##### TASK INPUTS

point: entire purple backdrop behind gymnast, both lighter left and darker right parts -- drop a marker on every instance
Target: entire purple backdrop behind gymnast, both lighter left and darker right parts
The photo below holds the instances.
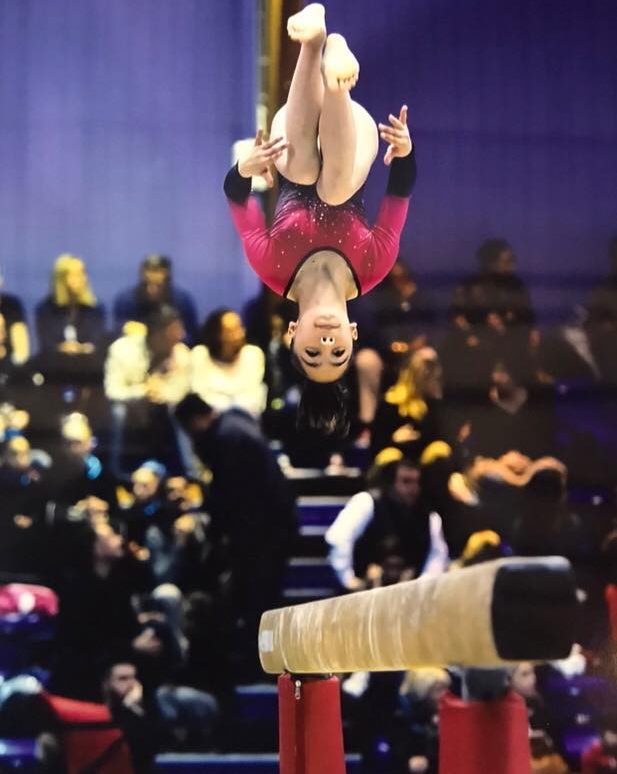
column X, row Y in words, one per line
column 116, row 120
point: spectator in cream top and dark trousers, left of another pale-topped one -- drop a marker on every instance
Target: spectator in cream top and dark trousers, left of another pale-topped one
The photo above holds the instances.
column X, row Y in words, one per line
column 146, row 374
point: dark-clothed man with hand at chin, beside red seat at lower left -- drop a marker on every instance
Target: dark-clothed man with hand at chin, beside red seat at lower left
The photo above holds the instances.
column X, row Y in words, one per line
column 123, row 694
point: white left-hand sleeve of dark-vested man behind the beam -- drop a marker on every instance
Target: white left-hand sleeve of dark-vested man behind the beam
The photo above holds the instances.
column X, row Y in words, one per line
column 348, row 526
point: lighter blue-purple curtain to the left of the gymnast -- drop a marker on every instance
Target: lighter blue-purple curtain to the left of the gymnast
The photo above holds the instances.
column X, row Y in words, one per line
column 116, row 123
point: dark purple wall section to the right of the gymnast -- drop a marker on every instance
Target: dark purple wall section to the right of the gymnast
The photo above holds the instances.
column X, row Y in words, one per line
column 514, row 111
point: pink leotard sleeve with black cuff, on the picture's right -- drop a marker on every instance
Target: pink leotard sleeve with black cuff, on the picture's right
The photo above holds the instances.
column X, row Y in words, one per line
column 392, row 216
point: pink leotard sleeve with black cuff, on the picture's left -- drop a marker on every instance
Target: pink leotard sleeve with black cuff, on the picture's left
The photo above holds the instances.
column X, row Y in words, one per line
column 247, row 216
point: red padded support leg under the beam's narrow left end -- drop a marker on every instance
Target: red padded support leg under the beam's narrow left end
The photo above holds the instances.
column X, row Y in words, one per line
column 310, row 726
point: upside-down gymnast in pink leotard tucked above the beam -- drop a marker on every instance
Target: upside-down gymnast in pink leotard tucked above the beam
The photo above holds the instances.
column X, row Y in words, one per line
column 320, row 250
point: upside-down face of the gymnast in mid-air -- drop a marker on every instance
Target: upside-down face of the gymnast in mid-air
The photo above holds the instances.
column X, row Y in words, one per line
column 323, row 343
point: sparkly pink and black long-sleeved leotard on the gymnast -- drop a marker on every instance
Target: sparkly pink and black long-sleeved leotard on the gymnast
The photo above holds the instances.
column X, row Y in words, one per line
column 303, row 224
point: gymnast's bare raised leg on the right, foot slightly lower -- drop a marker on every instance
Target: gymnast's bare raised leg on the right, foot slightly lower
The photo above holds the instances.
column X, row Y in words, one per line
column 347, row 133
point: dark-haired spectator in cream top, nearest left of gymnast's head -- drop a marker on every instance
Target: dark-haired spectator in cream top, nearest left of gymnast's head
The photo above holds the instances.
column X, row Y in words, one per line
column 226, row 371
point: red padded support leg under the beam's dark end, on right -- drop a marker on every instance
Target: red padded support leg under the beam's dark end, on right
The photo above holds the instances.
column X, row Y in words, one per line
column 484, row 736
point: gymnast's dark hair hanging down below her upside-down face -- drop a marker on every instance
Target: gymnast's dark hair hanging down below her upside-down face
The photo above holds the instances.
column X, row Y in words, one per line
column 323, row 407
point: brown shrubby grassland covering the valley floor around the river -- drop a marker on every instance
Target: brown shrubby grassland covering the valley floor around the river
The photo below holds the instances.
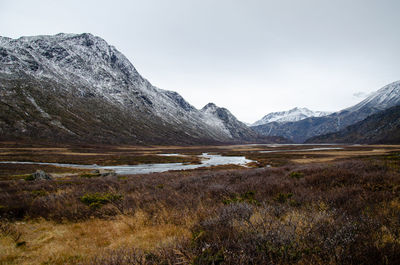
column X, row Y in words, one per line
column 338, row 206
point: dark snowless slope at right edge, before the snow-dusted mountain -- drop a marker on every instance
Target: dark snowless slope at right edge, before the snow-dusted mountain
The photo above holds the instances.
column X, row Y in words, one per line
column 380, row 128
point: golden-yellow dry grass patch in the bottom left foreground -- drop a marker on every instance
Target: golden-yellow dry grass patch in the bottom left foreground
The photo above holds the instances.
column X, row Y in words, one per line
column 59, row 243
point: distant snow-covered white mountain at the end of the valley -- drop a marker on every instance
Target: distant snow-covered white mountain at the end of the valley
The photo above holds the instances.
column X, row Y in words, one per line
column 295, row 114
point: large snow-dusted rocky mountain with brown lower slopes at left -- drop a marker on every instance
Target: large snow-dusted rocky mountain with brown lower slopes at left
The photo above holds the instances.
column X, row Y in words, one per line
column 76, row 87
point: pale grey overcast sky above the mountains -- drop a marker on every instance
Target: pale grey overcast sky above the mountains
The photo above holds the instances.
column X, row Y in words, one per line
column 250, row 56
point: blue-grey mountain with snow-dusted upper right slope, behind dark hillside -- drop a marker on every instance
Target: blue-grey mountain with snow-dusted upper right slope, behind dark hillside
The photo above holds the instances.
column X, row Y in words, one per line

##########

• **ASSIGNMENT**
Find and copy every line in the entries above where the string "patch" occurs.

• **WRITTEN RESPONSE**
point: golden-yellow dry grass patch in the bottom left foreground -- drop a marker on every instance
Target: golden-yellow dry grass patch in the bottom left foreground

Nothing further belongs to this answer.